Lay out the material as a numbered list, leaving out blank lines, from its first line through the line containing "269L273 228L277 176L382".

(Saved entries)
______________________________

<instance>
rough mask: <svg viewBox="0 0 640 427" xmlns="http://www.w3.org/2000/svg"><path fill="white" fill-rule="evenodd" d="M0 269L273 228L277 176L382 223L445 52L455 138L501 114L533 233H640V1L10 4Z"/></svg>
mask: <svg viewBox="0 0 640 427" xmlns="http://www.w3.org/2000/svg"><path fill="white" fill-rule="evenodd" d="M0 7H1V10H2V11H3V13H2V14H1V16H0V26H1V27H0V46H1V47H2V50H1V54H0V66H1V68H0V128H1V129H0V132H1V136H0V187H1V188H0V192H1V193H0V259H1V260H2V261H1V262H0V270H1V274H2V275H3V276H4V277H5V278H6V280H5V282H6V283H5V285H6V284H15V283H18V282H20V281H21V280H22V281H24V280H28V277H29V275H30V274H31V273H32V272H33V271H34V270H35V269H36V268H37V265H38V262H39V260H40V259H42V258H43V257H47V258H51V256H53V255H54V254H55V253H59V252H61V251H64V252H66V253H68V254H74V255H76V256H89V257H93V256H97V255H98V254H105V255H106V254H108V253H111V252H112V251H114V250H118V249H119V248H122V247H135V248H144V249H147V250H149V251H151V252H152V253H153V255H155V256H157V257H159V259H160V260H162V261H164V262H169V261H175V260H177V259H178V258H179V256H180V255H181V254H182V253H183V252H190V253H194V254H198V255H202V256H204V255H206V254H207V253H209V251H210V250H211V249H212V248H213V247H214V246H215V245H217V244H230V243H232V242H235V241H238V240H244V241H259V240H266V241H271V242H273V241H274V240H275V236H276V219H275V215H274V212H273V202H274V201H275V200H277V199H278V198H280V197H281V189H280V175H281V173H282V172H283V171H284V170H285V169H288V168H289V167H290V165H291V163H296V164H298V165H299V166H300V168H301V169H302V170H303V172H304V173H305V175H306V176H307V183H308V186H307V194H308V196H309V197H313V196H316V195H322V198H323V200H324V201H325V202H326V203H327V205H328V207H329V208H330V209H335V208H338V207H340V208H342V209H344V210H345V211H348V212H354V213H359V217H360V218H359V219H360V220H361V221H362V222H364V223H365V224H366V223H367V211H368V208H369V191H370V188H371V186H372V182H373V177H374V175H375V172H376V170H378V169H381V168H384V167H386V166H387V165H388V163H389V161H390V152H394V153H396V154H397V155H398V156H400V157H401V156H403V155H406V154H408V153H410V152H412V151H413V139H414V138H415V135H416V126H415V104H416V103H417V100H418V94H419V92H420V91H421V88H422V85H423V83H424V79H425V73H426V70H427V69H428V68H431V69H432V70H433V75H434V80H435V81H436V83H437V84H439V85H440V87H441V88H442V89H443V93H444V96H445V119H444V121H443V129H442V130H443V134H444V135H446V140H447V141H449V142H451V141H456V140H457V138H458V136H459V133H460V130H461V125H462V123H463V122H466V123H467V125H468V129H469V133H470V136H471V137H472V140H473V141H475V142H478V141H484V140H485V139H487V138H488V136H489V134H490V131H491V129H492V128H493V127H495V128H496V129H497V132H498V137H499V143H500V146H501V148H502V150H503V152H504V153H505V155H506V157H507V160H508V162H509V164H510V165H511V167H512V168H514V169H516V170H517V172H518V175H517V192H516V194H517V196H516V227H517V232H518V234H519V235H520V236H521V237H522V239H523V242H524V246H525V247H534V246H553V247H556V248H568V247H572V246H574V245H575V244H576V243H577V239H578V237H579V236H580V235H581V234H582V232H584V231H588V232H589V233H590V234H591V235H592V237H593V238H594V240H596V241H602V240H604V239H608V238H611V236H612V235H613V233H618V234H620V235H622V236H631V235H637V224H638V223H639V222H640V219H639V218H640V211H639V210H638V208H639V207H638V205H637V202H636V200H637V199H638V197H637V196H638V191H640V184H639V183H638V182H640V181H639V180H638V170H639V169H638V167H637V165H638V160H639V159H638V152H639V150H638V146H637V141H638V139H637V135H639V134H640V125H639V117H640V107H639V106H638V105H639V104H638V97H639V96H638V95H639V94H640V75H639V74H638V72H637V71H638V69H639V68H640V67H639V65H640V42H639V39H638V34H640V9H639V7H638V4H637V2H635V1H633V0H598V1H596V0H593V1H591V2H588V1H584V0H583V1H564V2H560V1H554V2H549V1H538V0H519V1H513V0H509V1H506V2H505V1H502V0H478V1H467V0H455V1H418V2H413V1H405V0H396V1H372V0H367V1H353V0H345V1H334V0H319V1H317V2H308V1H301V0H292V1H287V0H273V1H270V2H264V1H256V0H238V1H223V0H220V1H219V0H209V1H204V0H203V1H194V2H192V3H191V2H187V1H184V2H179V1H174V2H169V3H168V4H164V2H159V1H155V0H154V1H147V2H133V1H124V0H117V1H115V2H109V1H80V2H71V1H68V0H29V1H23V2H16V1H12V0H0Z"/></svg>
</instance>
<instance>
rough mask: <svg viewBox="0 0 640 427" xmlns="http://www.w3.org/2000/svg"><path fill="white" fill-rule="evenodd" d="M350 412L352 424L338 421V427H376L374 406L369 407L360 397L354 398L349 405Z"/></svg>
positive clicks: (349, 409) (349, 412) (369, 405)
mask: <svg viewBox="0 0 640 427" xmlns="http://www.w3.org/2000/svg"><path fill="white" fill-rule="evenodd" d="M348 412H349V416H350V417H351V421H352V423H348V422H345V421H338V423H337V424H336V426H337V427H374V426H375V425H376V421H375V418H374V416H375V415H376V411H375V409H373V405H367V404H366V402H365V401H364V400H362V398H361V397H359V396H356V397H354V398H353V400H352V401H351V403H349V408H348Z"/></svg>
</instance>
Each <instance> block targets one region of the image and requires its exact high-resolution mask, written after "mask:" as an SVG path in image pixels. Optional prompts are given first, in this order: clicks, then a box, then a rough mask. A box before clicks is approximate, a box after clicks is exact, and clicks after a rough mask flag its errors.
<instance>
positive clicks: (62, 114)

______________________________

Response for this exercise:
1. <instance>
2. rough mask: <svg viewBox="0 0 640 427" xmlns="http://www.w3.org/2000/svg"><path fill="white" fill-rule="evenodd" d="M0 269L273 228L277 176L382 223L445 52L455 138L501 114L533 233H640V1L10 4Z"/></svg>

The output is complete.